» Task instructions:
From the line with "the white ceiling" through the final line below, restate each line word for word and return nothing else.

» Task inputs:

>>>

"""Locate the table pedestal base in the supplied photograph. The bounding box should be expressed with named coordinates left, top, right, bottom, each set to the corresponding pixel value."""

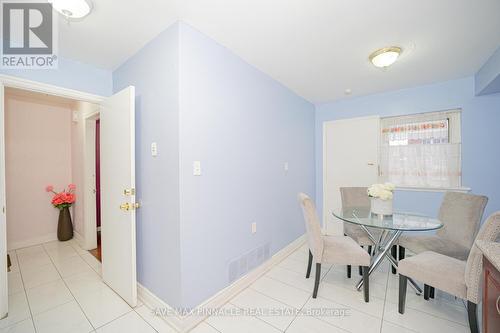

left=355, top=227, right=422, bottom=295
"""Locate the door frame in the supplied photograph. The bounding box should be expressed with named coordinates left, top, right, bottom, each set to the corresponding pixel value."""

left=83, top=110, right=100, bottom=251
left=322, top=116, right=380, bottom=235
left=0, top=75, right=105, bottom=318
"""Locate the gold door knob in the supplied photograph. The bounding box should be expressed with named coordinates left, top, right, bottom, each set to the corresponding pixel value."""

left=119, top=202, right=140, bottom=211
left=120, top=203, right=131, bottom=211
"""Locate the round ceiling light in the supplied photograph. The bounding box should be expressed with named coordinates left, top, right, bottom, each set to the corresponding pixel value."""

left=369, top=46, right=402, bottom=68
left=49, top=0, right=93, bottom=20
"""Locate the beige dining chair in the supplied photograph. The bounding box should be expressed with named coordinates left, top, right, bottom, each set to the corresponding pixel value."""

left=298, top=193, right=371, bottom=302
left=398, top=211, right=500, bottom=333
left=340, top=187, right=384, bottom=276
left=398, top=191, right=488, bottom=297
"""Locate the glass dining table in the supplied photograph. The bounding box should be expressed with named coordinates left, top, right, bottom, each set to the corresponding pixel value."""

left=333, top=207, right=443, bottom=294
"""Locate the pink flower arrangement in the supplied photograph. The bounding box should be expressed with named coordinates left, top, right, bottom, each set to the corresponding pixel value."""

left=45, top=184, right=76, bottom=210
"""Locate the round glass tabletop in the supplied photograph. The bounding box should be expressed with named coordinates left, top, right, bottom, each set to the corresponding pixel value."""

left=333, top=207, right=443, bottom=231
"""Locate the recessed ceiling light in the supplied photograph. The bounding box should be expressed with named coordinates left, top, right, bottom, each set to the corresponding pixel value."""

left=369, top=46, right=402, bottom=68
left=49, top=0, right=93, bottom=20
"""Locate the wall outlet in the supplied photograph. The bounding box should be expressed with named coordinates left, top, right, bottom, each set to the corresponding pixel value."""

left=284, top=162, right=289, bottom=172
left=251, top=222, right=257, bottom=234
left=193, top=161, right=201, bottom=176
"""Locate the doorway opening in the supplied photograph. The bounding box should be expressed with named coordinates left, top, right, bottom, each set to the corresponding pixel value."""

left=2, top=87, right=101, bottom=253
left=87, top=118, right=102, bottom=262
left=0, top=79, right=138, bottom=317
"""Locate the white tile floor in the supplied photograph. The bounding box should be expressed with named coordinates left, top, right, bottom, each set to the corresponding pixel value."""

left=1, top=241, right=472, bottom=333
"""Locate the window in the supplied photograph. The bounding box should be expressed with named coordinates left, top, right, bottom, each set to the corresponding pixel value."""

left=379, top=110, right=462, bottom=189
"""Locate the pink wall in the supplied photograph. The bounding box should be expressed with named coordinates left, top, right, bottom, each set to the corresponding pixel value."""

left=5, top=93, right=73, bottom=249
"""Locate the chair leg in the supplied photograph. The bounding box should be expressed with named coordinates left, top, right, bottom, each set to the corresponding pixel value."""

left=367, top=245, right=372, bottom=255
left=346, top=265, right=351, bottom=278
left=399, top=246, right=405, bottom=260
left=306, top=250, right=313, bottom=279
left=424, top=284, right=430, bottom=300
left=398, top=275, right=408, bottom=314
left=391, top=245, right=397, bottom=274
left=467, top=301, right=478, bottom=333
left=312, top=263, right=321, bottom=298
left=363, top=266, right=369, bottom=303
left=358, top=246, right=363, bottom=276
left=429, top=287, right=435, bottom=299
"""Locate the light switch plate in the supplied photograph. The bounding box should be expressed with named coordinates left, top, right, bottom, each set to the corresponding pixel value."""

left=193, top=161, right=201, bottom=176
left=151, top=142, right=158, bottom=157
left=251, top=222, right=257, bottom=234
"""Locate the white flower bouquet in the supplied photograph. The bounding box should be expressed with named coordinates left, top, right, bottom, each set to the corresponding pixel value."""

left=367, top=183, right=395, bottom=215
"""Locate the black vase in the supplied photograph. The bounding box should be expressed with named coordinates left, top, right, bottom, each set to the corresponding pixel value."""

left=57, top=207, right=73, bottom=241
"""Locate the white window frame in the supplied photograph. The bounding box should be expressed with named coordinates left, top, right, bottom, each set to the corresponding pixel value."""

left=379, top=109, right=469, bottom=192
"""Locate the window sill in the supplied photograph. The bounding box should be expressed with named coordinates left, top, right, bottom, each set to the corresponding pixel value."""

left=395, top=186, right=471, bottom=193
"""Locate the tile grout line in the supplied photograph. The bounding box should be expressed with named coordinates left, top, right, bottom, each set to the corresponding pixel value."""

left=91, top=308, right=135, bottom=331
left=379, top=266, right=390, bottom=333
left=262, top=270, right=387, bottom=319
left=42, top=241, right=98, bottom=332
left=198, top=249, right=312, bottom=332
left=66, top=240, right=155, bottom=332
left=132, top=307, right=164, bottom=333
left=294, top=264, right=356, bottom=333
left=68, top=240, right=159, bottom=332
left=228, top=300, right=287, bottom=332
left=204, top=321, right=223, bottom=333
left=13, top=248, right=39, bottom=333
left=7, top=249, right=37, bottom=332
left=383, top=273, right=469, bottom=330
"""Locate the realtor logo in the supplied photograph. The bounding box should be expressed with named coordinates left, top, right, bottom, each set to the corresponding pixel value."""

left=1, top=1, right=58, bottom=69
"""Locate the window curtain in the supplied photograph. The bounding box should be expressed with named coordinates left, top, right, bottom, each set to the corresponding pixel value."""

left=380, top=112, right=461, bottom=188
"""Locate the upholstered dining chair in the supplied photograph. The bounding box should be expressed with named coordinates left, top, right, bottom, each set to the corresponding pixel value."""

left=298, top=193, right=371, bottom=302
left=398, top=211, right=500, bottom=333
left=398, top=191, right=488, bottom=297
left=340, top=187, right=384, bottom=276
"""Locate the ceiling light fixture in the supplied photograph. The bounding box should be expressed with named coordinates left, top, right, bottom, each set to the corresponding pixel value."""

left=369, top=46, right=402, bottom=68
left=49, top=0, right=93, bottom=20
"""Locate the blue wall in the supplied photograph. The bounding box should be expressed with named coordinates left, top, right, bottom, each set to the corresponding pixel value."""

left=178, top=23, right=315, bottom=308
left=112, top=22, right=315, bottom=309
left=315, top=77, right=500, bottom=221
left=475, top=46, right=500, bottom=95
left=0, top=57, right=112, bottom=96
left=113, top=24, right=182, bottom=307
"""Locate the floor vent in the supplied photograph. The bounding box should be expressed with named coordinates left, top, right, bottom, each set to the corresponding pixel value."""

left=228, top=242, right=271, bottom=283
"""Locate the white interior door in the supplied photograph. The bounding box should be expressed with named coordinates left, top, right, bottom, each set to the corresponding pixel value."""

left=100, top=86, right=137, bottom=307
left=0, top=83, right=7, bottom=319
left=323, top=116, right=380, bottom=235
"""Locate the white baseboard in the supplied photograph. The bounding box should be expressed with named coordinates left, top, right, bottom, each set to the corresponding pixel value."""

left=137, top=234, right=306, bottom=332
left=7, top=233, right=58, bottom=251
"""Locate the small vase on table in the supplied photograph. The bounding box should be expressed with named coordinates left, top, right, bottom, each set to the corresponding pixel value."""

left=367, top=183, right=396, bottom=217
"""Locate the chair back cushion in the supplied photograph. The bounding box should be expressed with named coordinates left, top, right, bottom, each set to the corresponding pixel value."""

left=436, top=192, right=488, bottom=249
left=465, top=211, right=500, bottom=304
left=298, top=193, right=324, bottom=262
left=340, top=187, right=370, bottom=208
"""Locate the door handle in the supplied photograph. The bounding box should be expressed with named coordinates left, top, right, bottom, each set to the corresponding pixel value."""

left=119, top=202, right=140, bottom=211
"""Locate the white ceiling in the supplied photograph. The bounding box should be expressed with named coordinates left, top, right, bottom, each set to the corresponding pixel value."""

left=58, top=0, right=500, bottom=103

<<<

» Response to the exercise:
"""Locate the white ceiling in the supplied photograph. The bounding box should be expressed with named coordinates left, top, right, bottom, each set to the corresponding pixel value."""

left=58, top=0, right=500, bottom=103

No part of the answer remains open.